EXERCISE BRIEF: Rewrite the entries below as a numbered list with blank lines omitted, starting at the beginning of the entries and ending at the line containing "point(197, 44)". Exclude the pictures from the output.

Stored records
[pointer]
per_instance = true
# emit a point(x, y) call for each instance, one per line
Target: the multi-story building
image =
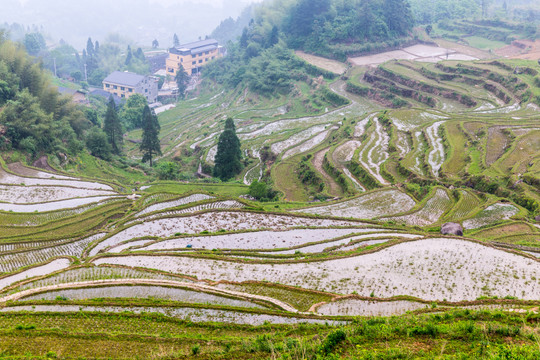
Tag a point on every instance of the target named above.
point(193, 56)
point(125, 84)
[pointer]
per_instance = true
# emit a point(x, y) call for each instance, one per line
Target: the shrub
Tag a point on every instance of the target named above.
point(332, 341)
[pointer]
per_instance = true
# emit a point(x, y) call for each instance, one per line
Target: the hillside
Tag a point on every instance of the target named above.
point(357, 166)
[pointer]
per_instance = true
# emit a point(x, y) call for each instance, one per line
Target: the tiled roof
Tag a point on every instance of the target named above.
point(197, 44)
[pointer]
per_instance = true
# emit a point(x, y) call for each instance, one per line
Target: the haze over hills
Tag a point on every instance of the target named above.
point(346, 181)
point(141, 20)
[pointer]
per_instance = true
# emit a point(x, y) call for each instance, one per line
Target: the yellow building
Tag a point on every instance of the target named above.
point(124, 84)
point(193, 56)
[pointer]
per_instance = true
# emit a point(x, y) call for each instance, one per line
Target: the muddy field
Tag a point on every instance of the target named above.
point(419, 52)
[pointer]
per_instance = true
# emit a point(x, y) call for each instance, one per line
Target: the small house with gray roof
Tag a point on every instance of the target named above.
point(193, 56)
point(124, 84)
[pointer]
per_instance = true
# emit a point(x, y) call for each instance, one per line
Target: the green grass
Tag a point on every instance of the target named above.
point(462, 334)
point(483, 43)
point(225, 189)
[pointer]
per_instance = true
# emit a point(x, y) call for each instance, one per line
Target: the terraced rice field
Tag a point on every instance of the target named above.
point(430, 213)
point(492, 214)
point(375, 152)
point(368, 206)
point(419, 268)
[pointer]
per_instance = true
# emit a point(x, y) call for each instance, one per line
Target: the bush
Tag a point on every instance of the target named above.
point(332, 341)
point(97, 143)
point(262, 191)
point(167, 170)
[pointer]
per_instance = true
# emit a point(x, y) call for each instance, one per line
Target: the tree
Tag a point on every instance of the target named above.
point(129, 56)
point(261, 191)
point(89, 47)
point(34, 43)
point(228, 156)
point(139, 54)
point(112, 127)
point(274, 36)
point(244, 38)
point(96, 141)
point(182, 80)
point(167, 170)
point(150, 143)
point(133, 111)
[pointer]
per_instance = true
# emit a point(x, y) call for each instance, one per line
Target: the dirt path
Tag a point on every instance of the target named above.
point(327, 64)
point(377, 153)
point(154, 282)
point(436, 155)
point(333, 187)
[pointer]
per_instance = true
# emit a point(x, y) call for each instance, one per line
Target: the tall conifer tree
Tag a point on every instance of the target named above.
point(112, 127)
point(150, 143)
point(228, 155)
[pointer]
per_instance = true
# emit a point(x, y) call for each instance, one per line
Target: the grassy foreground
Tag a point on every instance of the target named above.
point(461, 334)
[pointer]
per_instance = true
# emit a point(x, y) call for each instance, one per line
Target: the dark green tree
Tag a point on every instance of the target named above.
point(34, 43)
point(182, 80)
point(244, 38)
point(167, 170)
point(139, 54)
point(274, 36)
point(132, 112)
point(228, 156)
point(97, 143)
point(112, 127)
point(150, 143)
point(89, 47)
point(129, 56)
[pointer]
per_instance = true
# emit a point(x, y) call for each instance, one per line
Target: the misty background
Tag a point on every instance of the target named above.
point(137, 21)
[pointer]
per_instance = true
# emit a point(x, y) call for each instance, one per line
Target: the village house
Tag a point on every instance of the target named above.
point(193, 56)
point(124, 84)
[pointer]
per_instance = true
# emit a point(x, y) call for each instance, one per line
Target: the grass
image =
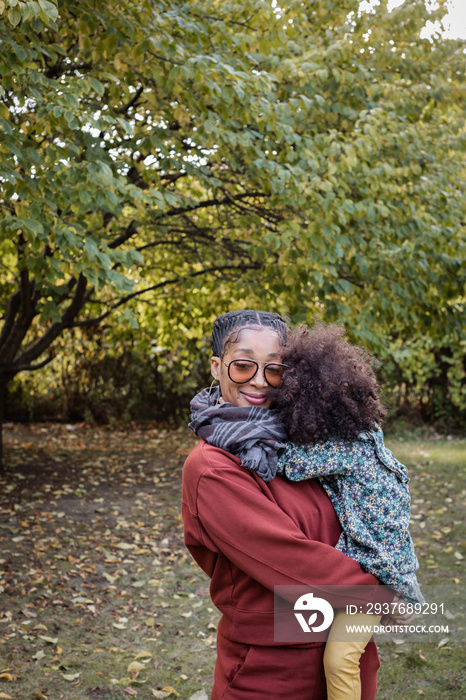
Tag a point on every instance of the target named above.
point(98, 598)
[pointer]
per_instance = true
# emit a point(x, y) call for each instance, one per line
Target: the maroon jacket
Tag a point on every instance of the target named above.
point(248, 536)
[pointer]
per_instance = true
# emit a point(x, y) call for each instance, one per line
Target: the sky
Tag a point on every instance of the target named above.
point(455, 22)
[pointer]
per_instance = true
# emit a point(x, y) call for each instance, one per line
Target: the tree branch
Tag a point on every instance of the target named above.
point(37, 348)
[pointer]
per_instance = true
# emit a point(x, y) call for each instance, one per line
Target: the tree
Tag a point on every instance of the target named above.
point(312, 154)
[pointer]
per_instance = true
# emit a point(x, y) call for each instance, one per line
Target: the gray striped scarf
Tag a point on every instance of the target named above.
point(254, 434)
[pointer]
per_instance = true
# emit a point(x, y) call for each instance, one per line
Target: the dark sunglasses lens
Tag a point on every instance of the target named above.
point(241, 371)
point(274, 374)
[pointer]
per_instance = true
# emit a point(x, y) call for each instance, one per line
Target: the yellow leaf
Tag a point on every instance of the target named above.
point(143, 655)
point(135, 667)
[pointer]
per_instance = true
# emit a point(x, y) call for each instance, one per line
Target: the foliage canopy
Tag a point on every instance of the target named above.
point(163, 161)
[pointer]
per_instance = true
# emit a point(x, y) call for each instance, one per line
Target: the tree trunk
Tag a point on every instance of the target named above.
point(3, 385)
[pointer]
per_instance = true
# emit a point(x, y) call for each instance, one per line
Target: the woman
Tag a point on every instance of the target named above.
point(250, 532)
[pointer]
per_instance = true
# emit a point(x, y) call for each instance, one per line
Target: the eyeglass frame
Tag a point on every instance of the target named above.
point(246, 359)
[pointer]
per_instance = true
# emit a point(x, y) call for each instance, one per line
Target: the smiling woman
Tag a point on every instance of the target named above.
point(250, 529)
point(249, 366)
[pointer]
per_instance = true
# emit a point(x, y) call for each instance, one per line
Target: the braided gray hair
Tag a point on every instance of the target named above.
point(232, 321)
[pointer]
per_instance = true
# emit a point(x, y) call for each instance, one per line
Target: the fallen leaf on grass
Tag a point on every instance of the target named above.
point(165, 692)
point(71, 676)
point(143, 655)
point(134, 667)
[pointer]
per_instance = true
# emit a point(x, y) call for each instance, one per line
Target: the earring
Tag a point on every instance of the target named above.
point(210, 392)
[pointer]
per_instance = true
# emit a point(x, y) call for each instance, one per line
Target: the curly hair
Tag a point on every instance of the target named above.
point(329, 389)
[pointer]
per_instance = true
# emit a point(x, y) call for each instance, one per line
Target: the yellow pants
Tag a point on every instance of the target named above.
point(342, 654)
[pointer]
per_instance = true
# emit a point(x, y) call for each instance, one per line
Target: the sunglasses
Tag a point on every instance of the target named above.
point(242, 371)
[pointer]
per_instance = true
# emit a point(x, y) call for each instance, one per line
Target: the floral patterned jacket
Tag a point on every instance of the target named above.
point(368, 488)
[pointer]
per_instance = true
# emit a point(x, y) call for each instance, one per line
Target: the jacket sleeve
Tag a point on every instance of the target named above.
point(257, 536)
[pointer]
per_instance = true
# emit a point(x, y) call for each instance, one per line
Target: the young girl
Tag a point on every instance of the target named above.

RESPONSE:
1. [pointer]
2. per_instance = true
3. # emit a point(x, y) call for each instance, one per line
4. Target: the multi-story building
5. image =
6. Tag a point on every instance of the target named above.
7. point(193, 56)
8. point(125, 84)
9. [pointer]
10. per_instance = true
11. # emit a point(x, y) call for each instance, one per line
12. Target: the shrub
13. Tag a point on every instance of the target named above.
14. point(332, 341)
15. [pointer]
16. per_instance = true
17. # emit a point(x, y) call for each instance, one per line
18. Target: the hillside
19. Tag a point on every instance of the target named above.
20. point(357, 166)
21. [pointer]
22. per_instance = true
23. # emit a point(x, y) call for each instance, one per line
24. Target: the tiled roof
25. Tag a point on every instance of the target named above.
26. point(197, 44)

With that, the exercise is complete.